+++ Data to process +++

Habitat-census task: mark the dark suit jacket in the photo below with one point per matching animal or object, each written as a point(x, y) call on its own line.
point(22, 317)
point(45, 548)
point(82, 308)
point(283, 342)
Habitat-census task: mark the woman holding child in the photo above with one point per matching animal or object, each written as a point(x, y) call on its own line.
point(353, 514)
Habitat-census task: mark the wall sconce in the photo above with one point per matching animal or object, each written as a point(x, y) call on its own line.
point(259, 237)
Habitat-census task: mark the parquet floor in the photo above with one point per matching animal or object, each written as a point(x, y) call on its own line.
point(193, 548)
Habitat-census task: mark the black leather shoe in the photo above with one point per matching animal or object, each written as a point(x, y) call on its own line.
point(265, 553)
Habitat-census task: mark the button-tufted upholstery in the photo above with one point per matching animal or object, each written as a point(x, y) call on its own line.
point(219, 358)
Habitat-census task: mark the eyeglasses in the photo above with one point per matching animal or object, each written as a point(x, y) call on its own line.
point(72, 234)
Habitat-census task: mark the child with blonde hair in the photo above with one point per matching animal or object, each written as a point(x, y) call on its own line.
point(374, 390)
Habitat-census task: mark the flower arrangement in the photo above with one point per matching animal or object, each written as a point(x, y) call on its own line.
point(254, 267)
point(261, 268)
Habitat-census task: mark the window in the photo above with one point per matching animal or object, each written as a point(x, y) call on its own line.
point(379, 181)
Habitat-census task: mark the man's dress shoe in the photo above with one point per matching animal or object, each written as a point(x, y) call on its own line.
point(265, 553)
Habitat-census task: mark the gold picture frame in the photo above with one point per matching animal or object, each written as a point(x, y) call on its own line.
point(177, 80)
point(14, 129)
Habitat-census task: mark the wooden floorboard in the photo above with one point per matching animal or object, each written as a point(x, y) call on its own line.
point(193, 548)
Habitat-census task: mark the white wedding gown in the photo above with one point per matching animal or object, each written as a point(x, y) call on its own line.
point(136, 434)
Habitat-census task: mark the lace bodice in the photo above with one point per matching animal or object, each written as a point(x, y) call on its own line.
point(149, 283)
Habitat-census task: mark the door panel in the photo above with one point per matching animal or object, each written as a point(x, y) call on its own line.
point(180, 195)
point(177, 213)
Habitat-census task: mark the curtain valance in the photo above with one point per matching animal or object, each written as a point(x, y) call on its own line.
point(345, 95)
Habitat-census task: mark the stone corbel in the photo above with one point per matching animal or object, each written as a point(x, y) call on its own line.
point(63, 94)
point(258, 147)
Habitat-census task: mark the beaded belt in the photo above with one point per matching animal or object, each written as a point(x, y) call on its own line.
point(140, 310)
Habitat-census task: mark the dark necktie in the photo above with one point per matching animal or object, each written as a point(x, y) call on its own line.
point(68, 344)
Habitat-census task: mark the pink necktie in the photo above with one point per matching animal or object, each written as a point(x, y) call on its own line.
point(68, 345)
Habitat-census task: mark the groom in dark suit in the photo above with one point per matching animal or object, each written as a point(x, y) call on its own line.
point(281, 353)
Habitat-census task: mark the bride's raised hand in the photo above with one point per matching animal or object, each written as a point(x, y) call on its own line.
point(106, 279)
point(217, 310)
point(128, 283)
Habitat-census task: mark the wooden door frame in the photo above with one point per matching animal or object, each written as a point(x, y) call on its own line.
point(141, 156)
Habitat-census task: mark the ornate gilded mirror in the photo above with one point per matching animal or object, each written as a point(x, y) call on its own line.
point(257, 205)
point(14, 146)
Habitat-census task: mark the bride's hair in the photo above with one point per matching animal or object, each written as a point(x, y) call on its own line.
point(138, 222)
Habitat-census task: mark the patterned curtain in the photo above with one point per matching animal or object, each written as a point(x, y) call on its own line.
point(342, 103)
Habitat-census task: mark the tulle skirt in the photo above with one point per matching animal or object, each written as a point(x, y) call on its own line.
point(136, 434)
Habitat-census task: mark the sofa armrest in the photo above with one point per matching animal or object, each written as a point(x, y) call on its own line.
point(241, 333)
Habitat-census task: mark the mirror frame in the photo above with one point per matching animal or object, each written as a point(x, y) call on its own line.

+++

Copy out every one of the records above, character for character.

Habitat-census task: mark the dark suit jacket in the photo below with one point per matching animal or object, each written as a point(x, y) call on its own line.
point(22, 317)
point(45, 548)
point(82, 308)
point(283, 342)
Habitat-census task: mark the woman holding child in the photo above with one point per matching animal or object, each written as a point(x, y) call on its own line.
point(353, 514)
Habitat-census task: mark the wall sconce in the photo above with one point per matching animal or object, each written as a point(x, y) call on its own line.
point(259, 237)
Habitat-census task: mark the parquet floor in the photo above with one point per matching animal or object, each written as a point(x, y) call on its own line.
point(193, 548)
Habitat-census task: mark the black leather shoe in the photo above with one point per matching animal or object, each written as a point(x, y) call on its own line.
point(265, 553)
Habitat-census task: mark the button-tufted upholstery in the photo above with one point per matching animal or object, each written as a point(x, y) call on its own line.
point(219, 358)
Habitat-census task: mark the eyeglasses in the photo above with one point per matching animal or object, each written as a point(x, y) call on its own line.
point(72, 234)
Habitat-census task: mark the child with blonde hair in the photo above with one point per matching animal or object, each written as a point(x, y) call on its own line.
point(374, 390)
Habitat-census task: mark the flower arrangement in the photo above with one point per matching animal or object, each written as a point(x, y) call on its own line.
point(254, 267)
point(261, 268)
Habitat-census task: mark the window in the photo above with one point per matching animal or object, each written as a point(x, y) call on its own line.
point(379, 181)
Habitat-census task: mark the man's dress shoe in the photo above with one point per matching animal or object, each written as a point(x, y) call on its own line.
point(265, 553)
Habitat-census task: mark the gold picture frame in the photo above with one point per matching animal or object, each written as a point(x, y) call on its own line.
point(177, 80)
point(14, 129)
Habitat-census task: mark the wooden floorboard in the photo above with one point per matching animal or object, each written as a point(x, y) call on its own line.
point(193, 548)
Habitat-census task: mark the white wedding gown in the photo above with one point per matching animal or object, each written as a point(x, y) call on its own line.
point(136, 434)
Habitat-census task: mark the lace bodice in the photo above with one point per matching animal or object, each written as a point(x, y) call on its own line.
point(149, 283)
Habitat-census task: mark the door panel in the photo above with one point per matching animal or object, each written as a point(x, y) call on its own line.
point(180, 195)
point(177, 213)
Habitat-census task: mark the curtain valance in the photo above with one point per matching animal or object, each written as a point(x, y) call on its own line.
point(345, 95)
Habitat-census task: mark the stone corbel in the photo above with one point per matching animal or object, each written as a point(x, y) call on its own line.
point(63, 94)
point(258, 147)
Habitat-census task: mark the beaded belt in the photo above with one point per matching animal or object, each written as a point(x, y) call on its own line.
point(140, 310)
Habitat-census task: mark the dark necktie in the photo above with one point per matching animal or object, each written as a point(x, y) call on its own line.
point(68, 344)
Habitat-census task: mark the pink necktie in the photo above with one point per matching animal or object, each written as a point(x, y) call on its own line.
point(68, 345)
Habitat-census task: mark the groom in dark suit in the photo above with one point per matching animal or object, each written as a point(x, y) call on its own line.
point(281, 353)
Habitat-census task: mark the bride's raised hand in the photo above with one point per matching animal or object, each written as a point(x, y) call on its own line.
point(106, 279)
point(217, 310)
point(128, 283)
Habitat-census task: mark the wooden door frame in the photo above with one point per matching animal or object, each written as a point(x, y) call on its own line.
point(141, 156)
Habitat-census task: mark the ornate gilded mirror in the photo above with one point per matching animal or object, each written as a point(x, y) call on its own line.
point(257, 205)
point(14, 146)
Habitat-census task: mark the bride's hair in the photo above with one point per matching animal or object, each written as a point(x, y) call on its own line.
point(138, 222)
Habitat-census task: mark the patterned curtain in the photo above with one point per matching animal or object, each written as a point(x, y) call on its own line.
point(342, 103)
Habitat-census task: mark the tulle skirt in the photo above with one point per matching animal or object, each written as a point(x, y) call on its own line.
point(136, 434)
Habitat-census task: mark the sofa armrest in the photo above with one point per matching animal or object, each written as a point(x, y) call on its own line.
point(241, 333)
Habitat-census task: mark the mirror frame in the photo above with one point per matching animal or object, each written as a point(x, y) call on its own line.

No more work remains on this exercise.